- [Text passage]
* * * * * * * * *

Michael Bolton: “I’m great. Thanks very much.”

CY: Sure.

MB: “Thank you. You never thought I’d do the show huh? Why’s that?”

CY: Because when you think of the names that do Dancing with the Stars every year, you know you think of certain people and I’m just thinking Michael Bolton is a guy who’s had a music career for so many decades and is probably doing numerous projects and you just think certain people would never do reality TV. So the question is, why did you do this? Did you have to be convinced?

ML: “Well, no I didn’t have to be convinced. I certainly had a lot of people trying to convince me. I got invited by the producers who went through my managers and my managers were probably about 80 percent of the team thought I should do the show and thought it would be great and maybe 20 percent were on the fence about it. But my schedule is 115 shows in 2010 and as you were saying, I’m probably doing projects. I am. I’m always doing two albums. I’ve got a Christmas album coming out in late October. I have another studio album coming out in May. I’m always writing and producing as I go and this year instead of doing 75 shows, we’re doing 115 shows.

* * * * * * * * *

- [Requests]
A. Answer these questions from the Michael Bolton interview, one line each:
(i) How many shows are on his 2010 schedule?
(ii) What kind of album is coming out in late October?
(iii) Roughly what percentage of his managers thought he should do the show?
B. Translate this sentence from the Michael Bolton interview into Spanish: "I’ve got a Christmas album coming out in late October."
C. Continue the Michael Bolton interview from where it stops.

- [Information provided]
* * * * * * * * *

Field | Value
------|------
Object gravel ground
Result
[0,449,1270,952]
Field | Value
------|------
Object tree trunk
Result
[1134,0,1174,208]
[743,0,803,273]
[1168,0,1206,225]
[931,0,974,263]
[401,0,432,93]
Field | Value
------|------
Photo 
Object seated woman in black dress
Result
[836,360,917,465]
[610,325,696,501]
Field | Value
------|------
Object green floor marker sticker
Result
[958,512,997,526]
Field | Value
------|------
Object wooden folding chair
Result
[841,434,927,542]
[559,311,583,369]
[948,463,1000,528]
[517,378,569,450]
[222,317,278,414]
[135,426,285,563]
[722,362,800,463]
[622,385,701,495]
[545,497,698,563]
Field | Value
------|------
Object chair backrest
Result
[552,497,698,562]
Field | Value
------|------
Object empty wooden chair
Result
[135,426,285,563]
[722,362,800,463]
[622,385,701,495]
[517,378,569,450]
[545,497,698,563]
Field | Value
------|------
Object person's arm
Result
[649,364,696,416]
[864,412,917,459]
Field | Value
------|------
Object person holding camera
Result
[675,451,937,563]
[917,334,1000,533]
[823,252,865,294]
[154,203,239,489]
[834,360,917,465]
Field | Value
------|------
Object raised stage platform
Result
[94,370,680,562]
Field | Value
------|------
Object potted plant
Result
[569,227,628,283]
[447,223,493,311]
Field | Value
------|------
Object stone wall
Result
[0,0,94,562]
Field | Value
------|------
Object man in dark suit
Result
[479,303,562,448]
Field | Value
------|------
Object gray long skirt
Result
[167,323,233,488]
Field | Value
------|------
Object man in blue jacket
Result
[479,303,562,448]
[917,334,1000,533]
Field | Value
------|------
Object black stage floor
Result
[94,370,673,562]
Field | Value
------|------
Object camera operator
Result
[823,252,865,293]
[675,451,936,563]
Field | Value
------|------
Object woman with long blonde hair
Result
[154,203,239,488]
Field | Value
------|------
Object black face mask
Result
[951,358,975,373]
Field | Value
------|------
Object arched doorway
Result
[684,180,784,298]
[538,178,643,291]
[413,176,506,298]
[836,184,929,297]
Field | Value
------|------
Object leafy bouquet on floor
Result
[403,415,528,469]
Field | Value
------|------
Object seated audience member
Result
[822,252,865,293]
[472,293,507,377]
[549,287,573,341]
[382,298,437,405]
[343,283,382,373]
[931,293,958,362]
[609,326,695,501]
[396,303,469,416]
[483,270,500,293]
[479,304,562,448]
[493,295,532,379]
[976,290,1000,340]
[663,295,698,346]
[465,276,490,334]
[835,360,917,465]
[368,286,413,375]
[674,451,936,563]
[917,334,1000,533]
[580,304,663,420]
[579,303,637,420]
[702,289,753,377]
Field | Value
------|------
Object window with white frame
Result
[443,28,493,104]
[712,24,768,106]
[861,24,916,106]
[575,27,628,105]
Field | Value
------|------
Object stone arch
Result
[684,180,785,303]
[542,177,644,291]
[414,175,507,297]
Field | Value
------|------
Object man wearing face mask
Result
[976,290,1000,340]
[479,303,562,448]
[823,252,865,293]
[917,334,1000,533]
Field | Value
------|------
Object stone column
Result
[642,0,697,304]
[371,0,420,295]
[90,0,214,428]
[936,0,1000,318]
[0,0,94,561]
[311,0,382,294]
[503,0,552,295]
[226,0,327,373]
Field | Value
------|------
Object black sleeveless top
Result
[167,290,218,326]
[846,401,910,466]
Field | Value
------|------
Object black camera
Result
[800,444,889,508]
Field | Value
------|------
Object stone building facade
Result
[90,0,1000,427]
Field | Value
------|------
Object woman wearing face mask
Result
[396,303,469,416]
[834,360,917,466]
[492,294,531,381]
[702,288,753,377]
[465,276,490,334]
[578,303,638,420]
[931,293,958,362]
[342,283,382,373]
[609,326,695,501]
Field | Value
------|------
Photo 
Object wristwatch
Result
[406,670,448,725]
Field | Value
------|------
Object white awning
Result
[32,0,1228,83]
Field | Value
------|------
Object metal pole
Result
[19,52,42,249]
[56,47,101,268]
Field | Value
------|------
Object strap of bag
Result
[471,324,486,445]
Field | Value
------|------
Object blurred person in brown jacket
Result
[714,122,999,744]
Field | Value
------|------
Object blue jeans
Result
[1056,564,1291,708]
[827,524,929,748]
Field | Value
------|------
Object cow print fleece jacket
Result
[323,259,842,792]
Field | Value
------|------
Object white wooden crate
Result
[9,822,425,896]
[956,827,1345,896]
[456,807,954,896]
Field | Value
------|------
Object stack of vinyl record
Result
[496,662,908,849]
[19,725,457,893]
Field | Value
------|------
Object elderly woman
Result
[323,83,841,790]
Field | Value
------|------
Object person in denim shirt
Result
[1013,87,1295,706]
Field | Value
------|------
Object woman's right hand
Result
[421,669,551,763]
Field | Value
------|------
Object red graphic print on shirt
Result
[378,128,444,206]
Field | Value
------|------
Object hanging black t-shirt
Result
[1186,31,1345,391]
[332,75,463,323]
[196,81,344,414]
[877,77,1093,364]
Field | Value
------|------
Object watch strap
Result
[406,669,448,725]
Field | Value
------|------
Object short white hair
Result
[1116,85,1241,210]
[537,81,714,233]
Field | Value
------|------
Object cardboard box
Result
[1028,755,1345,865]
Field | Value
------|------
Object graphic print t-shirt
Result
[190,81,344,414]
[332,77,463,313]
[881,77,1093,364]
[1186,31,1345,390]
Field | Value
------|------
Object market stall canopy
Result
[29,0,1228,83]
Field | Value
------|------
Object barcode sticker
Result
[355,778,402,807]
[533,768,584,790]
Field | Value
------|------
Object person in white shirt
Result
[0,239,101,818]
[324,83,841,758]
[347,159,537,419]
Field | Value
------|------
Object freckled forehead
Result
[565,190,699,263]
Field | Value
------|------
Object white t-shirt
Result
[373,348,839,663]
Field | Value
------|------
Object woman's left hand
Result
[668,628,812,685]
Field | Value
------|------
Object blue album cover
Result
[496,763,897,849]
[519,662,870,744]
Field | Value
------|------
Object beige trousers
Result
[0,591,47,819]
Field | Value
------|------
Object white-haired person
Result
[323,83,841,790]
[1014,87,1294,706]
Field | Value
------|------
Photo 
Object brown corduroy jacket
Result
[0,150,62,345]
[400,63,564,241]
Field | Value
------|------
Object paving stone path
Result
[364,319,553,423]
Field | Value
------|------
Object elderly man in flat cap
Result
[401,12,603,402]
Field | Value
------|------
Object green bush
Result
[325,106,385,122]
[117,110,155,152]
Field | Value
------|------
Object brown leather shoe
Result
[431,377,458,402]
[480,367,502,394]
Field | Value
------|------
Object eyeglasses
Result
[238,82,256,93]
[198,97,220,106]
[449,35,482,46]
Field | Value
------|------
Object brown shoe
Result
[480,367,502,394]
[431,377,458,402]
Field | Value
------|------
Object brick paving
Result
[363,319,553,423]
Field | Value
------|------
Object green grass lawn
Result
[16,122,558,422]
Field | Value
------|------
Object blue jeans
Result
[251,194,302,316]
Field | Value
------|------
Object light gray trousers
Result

* * * * * * * * *

- [Responses by task]
A.
(i) 115 shows.
(ii) A Christmas album.
(iii) About 80 percent.

B. Tengo un álbum navideño que sale a finales de octubre.

C.
So the question really is why am I doing it now? And I honestly don’t know that I’ll ever get another chance. I’m looking at two musicals Chicago and Phantom that I’ve been invited to come and star in and I want to move into that world. I’ve written a musical and I’m developing one that’s already been a film. So that’s another universe that I intend to explore fully and enjoy fully. And there’s not a better time than now even though I’m going to be flying back and forth from shows all around the country and then eventually in Europe and back in order to do this show and the people have been phenomenal. The producers have been phenomenal with me about some flexibility cause of camera blocking.

I’m gonna have to do a little extra work on certain days to make up for any times that I can’t be there cause I’m flying in from the East Coast and they’ve just been great to work with, but I’m gonna integrate this into my show. I’m gonna integrate more movement. I don’t use choreograph movement in my show. I’ve tried, but it always distracts me too much from my singing and people don’t come to my shows to see me dance. They come to hear the hits. They come to hear the songs. They come to hear my voice. And that’s my primary, that is my absolute priority and that’s what I take care of. So it’s gonna be quite an expansion for me in a lot of ways.”

CY: Yeah. Well, you’ve answered a few of my questions so I’ll go down to the next one. There have been a lot of people that have done this show in the past from all walks of life. Do you have anyone in mind who you would like to seek the advice of before doing this show?

MB: “Well, you know, I know John O’Hurley. John O’Hurley is a good friend of mine.”

CY: Yeah. He’s phenomenal.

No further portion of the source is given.